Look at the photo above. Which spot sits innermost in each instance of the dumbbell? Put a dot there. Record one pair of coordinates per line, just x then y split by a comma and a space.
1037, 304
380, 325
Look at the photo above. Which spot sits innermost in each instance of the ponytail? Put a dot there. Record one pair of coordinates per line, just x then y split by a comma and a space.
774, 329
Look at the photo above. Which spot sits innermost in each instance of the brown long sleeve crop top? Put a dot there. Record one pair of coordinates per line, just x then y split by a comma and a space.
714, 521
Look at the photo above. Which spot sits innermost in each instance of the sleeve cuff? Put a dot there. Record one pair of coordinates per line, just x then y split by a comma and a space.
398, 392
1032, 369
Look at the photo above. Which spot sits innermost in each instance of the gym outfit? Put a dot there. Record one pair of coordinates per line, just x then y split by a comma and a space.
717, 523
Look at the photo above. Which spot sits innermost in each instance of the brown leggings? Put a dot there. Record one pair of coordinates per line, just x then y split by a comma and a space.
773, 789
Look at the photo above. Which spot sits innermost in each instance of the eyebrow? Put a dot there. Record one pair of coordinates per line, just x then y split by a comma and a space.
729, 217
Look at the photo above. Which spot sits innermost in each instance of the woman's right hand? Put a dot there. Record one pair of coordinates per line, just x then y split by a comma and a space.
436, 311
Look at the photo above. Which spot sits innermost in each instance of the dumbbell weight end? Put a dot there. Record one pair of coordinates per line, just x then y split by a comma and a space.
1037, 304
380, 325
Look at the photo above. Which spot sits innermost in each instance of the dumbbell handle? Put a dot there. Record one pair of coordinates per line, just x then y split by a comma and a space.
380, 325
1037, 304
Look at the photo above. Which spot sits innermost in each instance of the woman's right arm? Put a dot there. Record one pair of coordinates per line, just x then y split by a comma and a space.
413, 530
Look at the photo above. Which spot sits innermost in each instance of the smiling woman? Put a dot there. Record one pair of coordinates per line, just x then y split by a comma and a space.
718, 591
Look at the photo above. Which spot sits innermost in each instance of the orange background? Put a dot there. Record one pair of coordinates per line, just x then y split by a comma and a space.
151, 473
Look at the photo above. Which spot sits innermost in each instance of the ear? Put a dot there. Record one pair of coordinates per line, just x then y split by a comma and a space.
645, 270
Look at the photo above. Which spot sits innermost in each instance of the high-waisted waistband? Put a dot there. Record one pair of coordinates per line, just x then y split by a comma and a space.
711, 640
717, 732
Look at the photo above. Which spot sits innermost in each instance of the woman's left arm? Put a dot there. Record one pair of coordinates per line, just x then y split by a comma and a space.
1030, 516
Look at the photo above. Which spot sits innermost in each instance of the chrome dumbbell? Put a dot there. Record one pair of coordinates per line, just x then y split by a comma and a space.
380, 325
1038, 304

* * *

### What you are asked to do
Output the listing above exactly as it appears.

### Correct answer
Look at the photo above. Which spot sits innermost in each instance of the dumbbell? Put a dot there. Record one pair of coordinates per line, just x then y split by a comma and a space.
1037, 304
380, 325
Look at the photo above. Which spot sits innermost in each instance of the ponytail? Put a dot there. Record one pair of coordinates per line, just x then y split by a comma and a space.
774, 329
Look at the photo above. Which spot sits innermost in each instance of the brown long sleeve crop top? Put a dot there. Record one pair of coordinates per line, just x then y split by a comma and a space.
714, 521
Look at the photo above. Which spot sits innermost in each instance of the sleeve cuff? Put a dot there. Record one pair of coordinates per line, just x then y split by a comma and a space.
398, 392
1032, 369
Look at the photo above. Which spot sits innermost in each instance of the gym outfit? Put a dot there. Record one pair of coordinates per line, just x then y split by a comma and a space.
717, 523
Look at the photo above. Which spot sits innermost in each instance of the brown leggings? Put a dot there. Record one pair of coordinates per line, just x then y split by a comma and a space.
773, 789
Look at the photo above. Which spot sits innermost in each instance of the eyebrow? Put a dot there. Record one pair of coordinates per line, just x then y split by a comma and a space.
729, 217
Look at the photo above. Which spot sits innermost in each instance of the woman's right hand? Put a dot there. Record one pair of coordinates per line, just x then y split by a comma and a space.
436, 311
Look at the photo above. Which spot sits innermost in each instance of the dumbbell weight end? Put a dot there. Record one pair of coordinates per line, just x then y split by a comma and a space.
1037, 304
380, 325
Look at the photo above. Which spot sits innermost in each instance of the dumbbell handle? Put a dot there. Record one pair of coordinates per line, just x then y split by a comma and a space.
380, 325
1037, 304
Look at the photo above. Which spot sits innermost in each instance of the woman's right arm? Put a dot there. Record one pair of coordinates per line, just x then y split by a comma and a space.
413, 530
Look at the photo above. Which spot sits innermost in each instance of the smiling woman? Put a dot there. Record one pair of coordinates per line, just x then y split by a comma and a space.
718, 591
Look at the photo above. Which spot sits innermost in each instance of the orange background? Put a dot there. Record one pair of coordinates per line, just x then y split by a comma and a space.
151, 473
Look at the photo above. Which spot sits innermost in each instance of the ear? Put a dot there. Record one pair of coordinates per line, just x then y split by a comma and a space.
645, 270
Look at the photo above. Which spot sits innermost in each instance of the high-waisted waistband? Put a dot there. Record one pair of coordinates per line, just x then y split by a comma and a space.
711, 640
717, 732
Look at the photo above. Which spot sits innermost in each instance of the woman's left arm? Put a dot there. Record one pair of coordinates per line, just x then y split by a comma and a space.
1030, 516
Look at the photo above. Which spot sits innermost in each instance of the chrome dumbbell? Put a dot there. Record one pair of coordinates per line, just x then y split by a comma and a space.
380, 325
1038, 304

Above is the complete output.